Exercise text =

Berkshire Lowland Search and Rescue (BLSAR) is a registered charitable lowland search and rescue team based in Berkshire, United Kingdom. The organisation primary function is to provide search and rescue operations to Thames Valley Police. Secondary functions include water/flood rescue, and aerial reconnaissance to Royal Berkshire Fire and Rescue Service, Thames Valley Local Resilience Forum (LRF) and the emergency planning departments of various local authorities within Berkshire. Like most search and rescue (SAR) teams in the United Kingdom, BLSAR is composed entirely of trained volunteers.

BLSAR was formally called SEBEV, the original meaning of SEBEV was South East Berkshire Emergency Volunteers, however the full title was dropped in 1994 and the team was then known simply as SEBEV Search and Rescue (or sometimes by the media as Berkshire Search and Rescue) in order to better reflect their role. In 2011 SEBEV changed its name again to Berkshire Lowland Search and Rescue (BLSAR).

==History==
The organisation was originally set up in 1980 by John Cowling as a Civil Defence volunteer team to provide support for local authorities and statutory emergency services during civil emergencies under the Category 1 and 2 responder framework of the Civil Contingencies Act 2004. At its inception the membership predominantly comprised council employees, who met monthly for basic training in message handling, logging and plotting, and map-reading.

In 1981 the organisation acquired its first dedicated headquarter, an ex-street-cleansing depot located on a local housing estate, which was redesigned as a training area with communications facilities. Over time the council staff were replaced by independent volunteers, and the team eventually became composed entirely of non-local-authority members (except for the borough’s Emergency Planning Liaison Officer). In 1984 the team relocated its headquarters to the basement area of Easthampstead Park in Wokingham (a former government bomb shelter), where it remained for many years.

Requirement =
Copy the part of the passage on Berkshire Lowland Search and Rescue starting at "BLSAR was formally" and ending at "and Rescue (BLSAR).". The material that follows has no connection to the passage on Berkshire Lowland Search and Rescue.

Source information =
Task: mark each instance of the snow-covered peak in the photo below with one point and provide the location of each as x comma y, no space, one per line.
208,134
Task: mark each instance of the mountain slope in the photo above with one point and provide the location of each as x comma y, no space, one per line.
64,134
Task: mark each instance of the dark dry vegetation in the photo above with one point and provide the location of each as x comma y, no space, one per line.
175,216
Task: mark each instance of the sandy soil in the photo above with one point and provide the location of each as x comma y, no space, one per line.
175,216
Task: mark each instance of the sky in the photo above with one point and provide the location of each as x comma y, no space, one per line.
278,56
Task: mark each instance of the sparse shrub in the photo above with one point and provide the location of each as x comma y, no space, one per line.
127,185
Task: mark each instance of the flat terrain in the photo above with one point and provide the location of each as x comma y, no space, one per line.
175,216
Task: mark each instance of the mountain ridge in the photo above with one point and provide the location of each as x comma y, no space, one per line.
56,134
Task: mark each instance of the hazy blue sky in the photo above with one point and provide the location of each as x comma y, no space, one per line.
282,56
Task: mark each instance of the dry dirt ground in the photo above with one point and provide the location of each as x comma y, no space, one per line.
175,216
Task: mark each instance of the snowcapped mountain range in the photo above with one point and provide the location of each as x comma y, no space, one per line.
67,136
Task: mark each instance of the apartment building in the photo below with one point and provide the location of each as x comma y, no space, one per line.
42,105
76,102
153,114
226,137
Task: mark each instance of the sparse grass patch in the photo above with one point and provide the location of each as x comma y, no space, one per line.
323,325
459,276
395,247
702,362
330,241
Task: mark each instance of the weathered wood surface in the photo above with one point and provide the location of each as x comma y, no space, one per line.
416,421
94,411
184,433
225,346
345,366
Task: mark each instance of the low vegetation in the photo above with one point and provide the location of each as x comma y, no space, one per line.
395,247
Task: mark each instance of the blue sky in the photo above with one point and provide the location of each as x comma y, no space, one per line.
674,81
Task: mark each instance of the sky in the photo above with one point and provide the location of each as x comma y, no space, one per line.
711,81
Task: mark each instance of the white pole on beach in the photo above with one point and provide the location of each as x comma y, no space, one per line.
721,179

Result for this task =
BLSAR was formally called SEBEV, the original meaning of SEBEV was South East Berkshire Emergency Volunteers, however the full title was dropped in 1994 and the team was then known simply as SEBEV Search and Rescue (or sometimes by the media as Berkshire Search and Rescue) in order to better reflect their role. In 2011 SEBEV changed its name again to Berkshire Lowland Search and Rescue (BLSAR).